▶ [EXERCISES]:
[1] In the Dahomey film description, how many artefacts does the film show being packed and transported?
[2] Reproduce word for word the passage of the Dahomey film description that begins with the words containing "In 2021, the" and ends with "yearns for home.".

▶ [SELECTION]:

◆ ◆ ◆ ◆

Dahomey
As the restitution conversation gains momentum worldwide, this striking Berlinale Golden Bear–winning documentary follows a stolen statue home.
In 2021, the Musée du Quai Branly announced it would return a fraction of the antiquities held in its collection to the Republic of Benin, formerly known as the West African kingdom of Dahomey. Soon after hearing the news, French filmmaker Mati Diop (A Thousand Suns, MIFF 2014) and cinematographer Joséphine Drouin-Viallard were hot on their trail. The resulting film captures not just the forensic packing and transporting of these 26 artefacts, but also Beninese people interrogating the items’ significance to their culture, the country’s vestigial ties to France and the very purpose of museums – all woven together with narration by a Beninese king’s statue, long since forgotten in a warehouse, that yearns for home.

◆ ◆ ◆ ◆

▶ [GIVEN MATERIAL]:
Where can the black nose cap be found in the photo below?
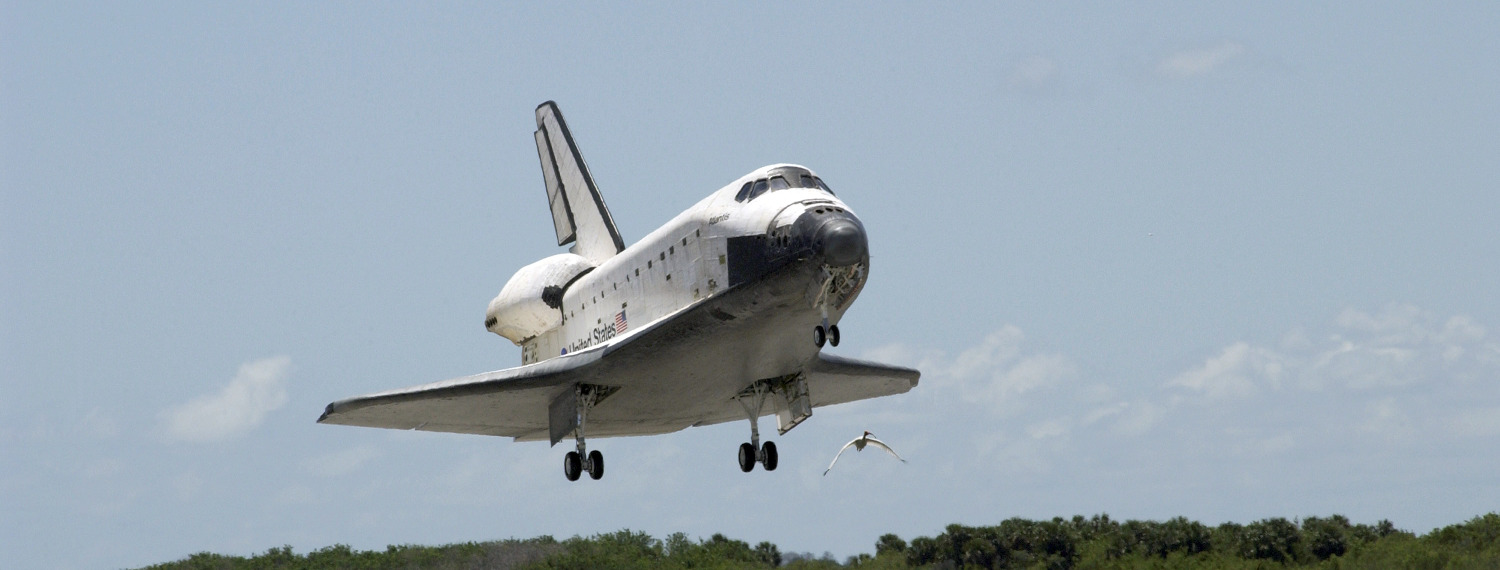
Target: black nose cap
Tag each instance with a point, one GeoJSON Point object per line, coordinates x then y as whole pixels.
{"type": "Point", "coordinates": [843, 242]}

◆ ◆ ◆ ◆

▶ [TASK-BY-TASK SOLUTIONS]:
[1] 26

[2]
In 2021, the Musée du Quai Branly announced it would return a fraction of the antiquities held in its collection to the Republic of Benin, formerly known as the West African kingdom of Dahomey. Soon after hearing the news, French filmmaker Mati Diop (A Thousand Suns, MIFF 2014) and cinematographer Joséphine Drouin-Viallard were hot on their trail. The resulting film captures not just the forensic packing and transporting of these 26 artefacts, but also Beninese people interrogating the items’ significance to their culture, the country’s vestigial ties to France and the very purpose of museums – all woven together with narration by a Beninese king’s statue, long since forgotten in a warehouse, that yearns for home.